[Records]
________________

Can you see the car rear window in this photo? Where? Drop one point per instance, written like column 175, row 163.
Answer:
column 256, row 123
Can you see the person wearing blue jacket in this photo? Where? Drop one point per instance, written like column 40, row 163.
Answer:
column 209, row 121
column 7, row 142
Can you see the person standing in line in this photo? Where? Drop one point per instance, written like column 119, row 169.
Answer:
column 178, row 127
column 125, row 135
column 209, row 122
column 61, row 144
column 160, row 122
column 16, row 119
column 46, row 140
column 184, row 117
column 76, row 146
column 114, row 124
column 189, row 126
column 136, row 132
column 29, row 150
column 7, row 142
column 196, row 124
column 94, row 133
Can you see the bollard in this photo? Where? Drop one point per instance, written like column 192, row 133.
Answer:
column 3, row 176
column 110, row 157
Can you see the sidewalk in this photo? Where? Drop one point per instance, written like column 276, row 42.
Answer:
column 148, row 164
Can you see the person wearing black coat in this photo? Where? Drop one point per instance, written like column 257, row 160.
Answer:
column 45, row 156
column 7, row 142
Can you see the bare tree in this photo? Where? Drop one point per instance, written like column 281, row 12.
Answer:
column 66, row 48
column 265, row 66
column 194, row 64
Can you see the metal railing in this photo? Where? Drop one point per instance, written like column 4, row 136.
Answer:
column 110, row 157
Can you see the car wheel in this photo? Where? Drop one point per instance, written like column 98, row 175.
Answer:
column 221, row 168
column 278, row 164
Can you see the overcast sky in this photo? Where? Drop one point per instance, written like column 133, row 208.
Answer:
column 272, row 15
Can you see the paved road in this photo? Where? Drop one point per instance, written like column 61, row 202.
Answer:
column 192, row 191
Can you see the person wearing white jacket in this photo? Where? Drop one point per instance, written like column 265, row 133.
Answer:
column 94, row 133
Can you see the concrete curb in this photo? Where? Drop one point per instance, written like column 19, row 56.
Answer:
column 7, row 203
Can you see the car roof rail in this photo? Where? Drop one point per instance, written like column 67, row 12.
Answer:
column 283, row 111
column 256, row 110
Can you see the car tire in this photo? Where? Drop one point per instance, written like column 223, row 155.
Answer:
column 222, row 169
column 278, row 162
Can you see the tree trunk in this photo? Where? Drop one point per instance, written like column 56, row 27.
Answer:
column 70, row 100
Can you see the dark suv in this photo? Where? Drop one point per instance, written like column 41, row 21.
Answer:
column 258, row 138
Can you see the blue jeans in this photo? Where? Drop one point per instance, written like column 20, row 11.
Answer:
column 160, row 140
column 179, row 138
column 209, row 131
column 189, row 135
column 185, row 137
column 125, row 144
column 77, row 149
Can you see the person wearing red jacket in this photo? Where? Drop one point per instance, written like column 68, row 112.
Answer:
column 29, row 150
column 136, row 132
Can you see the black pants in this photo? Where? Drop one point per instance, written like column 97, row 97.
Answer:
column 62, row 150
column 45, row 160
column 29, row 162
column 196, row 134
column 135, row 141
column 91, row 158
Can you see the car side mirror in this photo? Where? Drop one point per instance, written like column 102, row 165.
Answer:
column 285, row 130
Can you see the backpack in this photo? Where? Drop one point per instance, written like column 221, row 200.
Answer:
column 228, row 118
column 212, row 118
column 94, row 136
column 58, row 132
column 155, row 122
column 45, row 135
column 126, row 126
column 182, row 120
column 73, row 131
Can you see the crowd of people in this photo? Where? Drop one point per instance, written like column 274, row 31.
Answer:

________________

Put every line of the material above into a numbered list, leaving out any blank lines.

#### [EXPECTED ANSWER]
1. Can you see the car rear window in this photo? Where? Drop one point per instance, written like column 175, row 163.
2. Answer:
3. column 256, row 123
4. Can you see the person wearing blue jacket in this photo? Where? Drop one point per instance, written like column 40, row 163.
5. Answer:
6. column 209, row 121
7. column 7, row 142
8. Can you see the person standing in line in this photo? Where? Drop one point per instance, written like column 119, row 169.
9. Answer:
10. column 178, row 127
11. column 125, row 135
12. column 209, row 122
13. column 61, row 144
14. column 160, row 122
15. column 16, row 119
16. column 46, row 140
17. column 184, row 117
18. column 76, row 146
19. column 114, row 124
20. column 189, row 126
21. column 136, row 132
22. column 29, row 150
23. column 7, row 142
24. column 196, row 124
25. column 94, row 133
26. Can you see the bollard in this photo? Where? Drop one point per instance, written like column 192, row 133.
27. Answer:
28. column 3, row 176
29. column 110, row 157
30. Can you see the sidewalk in this photo? Where? Drop one point per instance, written like column 276, row 42.
31. Answer:
32. column 148, row 164
33. Can you see the person wearing black coat in this photo? Where? Drop one point per instance, written like column 257, row 160.
34. Answer:
35. column 45, row 156
36. column 7, row 142
37. Can you see the bare tree in this photo? Where? Drop one point per instance, written like column 281, row 12.
38. Answer:
39. column 66, row 48
40. column 265, row 66
41. column 194, row 64
42. Can you see the metal railing in this photo? Where? Drop one point per instance, written like column 4, row 136.
43. Answer:
44. column 110, row 157
45. Can you see the car wheel in this photo? Where? Drop one point per instance, written like column 98, row 175.
46. Answer:
47. column 221, row 168
48. column 278, row 164
49. Can you see the overcast sky in this photo? Where? Drop one point per instance, written like column 133, row 208.
50. Answer:
51. column 272, row 15
52. Can you see the paved road in this photo? Where? Drop one point per instance, written like column 61, row 202.
53. Answer:
54. column 192, row 191
55. Can you see the person wearing white jacket in this photo? Where? Drop one point per instance, written like column 265, row 133.
56. Answer:
57. column 94, row 133
58. Can you see the concrete curb in this photo? Where? Drop one point per instance, written like column 19, row 56.
59. Answer:
60. column 7, row 203
61. Can you see the car roof rail in this photo? Where? Drop one point per instance, written like column 67, row 12.
62. Answer:
63. column 283, row 111
64. column 256, row 110
65. Can you see the car tire in this photo? Where? Drop one point per instance, written like column 223, row 155.
66. Answer:
67. column 222, row 169
68. column 278, row 162
69. Can you see the tree trunk in this photo? Where? Drop one point per instance, written like column 56, row 27.
70. Answer:
71. column 70, row 100
72. Can you see the dark suv in this photo? Where? Drop one point per instance, written like column 41, row 21.
73. Answer:
74. column 258, row 138
75. Can you see the blue jeans in this photo? Where? Drop one point per instance, written like column 20, row 11.
76. Answer:
77. column 160, row 140
78. column 179, row 138
79. column 209, row 131
80. column 189, row 135
81. column 185, row 137
82. column 125, row 144
83. column 77, row 149
84. Can you see the person wearing red jacket in this photo? Where? Drop one point per instance, written like column 68, row 112.
85. Answer:
86. column 29, row 150
87. column 136, row 132
88. Can you see the black pants in this photo? Where? Drop one point per instance, written like column 97, row 97.
89. Answer:
90. column 62, row 150
91. column 45, row 160
92. column 29, row 162
93. column 196, row 134
94. column 135, row 141
95. column 91, row 158
96. Can you see the car side mirror in this photo? Where? Drop one point per instance, written like column 102, row 165.
97. Answer:
98. column 285, row 130
99. Can you see the backpack in this photo? Where? Drop one point per instance, written like column 221, row 200.
100. Answer:
101. column 228, row 118
102. column 212, row 118
103. column 94, row 136
104. column 58, row 132
105. column 155, row 122
106. column 45, row 135
107. column 126, row 126
108. column 182, row 120
109. column 73, row 131
110. Can you see the crowd of people in this photo? Where? Drop one point per instance, written like column 274, row 31.
111. Answer:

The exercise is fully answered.